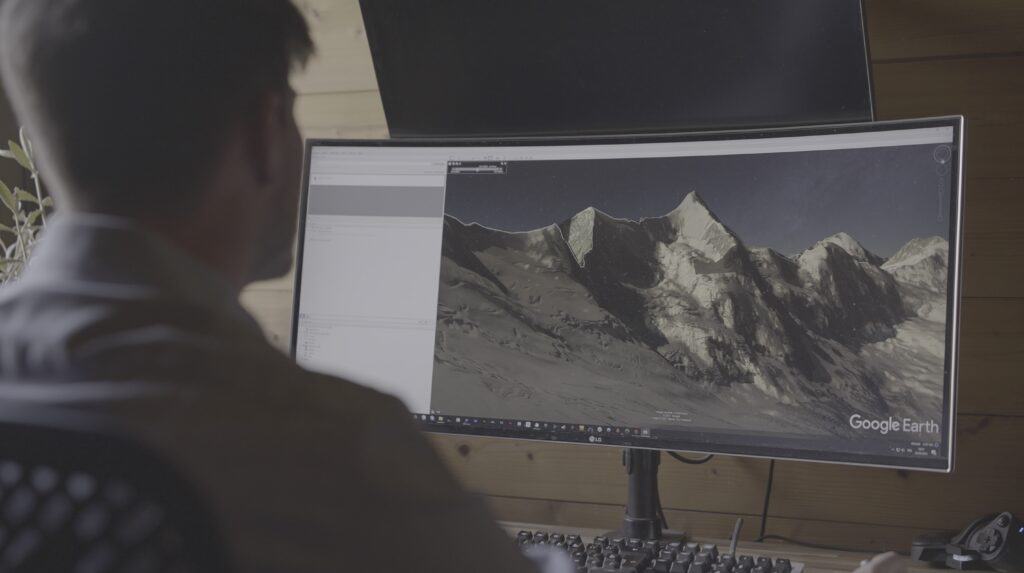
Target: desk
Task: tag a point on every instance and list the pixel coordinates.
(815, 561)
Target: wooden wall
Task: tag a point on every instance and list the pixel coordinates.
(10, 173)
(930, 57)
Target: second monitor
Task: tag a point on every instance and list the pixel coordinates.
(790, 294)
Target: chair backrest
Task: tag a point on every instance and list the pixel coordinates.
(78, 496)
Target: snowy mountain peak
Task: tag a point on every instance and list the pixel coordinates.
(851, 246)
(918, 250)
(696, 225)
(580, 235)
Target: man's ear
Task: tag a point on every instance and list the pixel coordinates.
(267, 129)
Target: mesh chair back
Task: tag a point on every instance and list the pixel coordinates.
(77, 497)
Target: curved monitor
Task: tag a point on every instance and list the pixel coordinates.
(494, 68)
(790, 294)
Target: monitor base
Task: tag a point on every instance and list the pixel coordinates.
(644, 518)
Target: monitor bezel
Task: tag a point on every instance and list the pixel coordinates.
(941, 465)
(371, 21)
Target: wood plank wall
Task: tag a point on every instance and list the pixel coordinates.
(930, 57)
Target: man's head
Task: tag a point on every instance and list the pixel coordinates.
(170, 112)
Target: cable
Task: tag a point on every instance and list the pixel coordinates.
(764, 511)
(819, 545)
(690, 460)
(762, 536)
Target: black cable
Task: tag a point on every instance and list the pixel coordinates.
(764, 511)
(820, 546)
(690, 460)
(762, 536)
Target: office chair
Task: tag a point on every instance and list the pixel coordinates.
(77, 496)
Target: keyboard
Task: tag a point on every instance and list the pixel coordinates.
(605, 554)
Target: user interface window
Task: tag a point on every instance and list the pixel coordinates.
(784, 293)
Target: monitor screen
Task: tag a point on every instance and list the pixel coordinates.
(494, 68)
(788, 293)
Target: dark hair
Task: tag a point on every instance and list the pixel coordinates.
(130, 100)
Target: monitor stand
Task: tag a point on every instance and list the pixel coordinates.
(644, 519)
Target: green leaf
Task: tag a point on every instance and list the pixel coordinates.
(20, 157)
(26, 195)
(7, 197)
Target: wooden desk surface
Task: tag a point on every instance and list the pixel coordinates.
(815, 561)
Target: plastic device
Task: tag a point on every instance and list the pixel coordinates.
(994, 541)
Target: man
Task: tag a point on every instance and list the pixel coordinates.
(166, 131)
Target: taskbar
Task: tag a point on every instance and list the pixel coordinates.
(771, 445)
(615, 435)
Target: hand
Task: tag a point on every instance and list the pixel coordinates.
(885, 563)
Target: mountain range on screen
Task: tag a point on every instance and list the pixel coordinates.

══════════

_Description of the task_
The first line of the entries, the line containing "Target: second monitor", and every line between them are to be output exactly; pictures are not.

_Response for this exercise_
Target: desk
Task: tag a point on every instance and list the pixel coordinates.
(815, 561)
Target: wooden wall
Task: tag a point on every instance and list the pixel coordinates.
(10, 173)
(930, 57)
Target: second monitor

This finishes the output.